* **Problem statement**:
Write the data out again exactly, with every picture removed.

****************************************

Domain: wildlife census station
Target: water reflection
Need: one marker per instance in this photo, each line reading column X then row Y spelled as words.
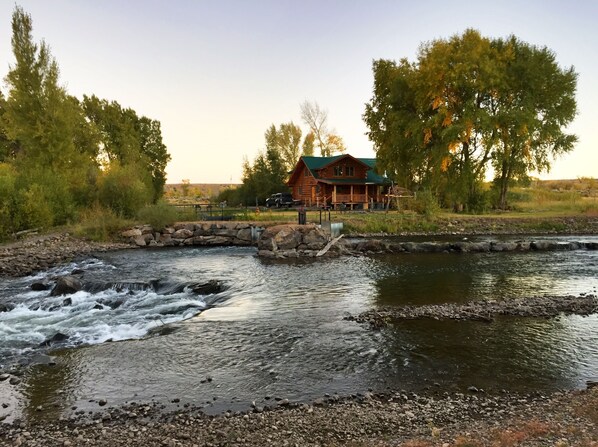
column 418, row 279
column 279, row 331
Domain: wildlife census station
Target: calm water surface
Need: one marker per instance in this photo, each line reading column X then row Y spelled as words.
column 278, row 329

****************************************

* **Answer for the task**:
Domain: wildlife census station
Target: water reflection
Need: one marker per instance in this photo, each line reading column X then row Y spelled as words.
column 418, row 279
column 279, row 331
Domain: wildlife census station
Target: calm water surface
Need: one marker per instance in this photo, each line reading column X then row Y spelled as words.
column 278, row 329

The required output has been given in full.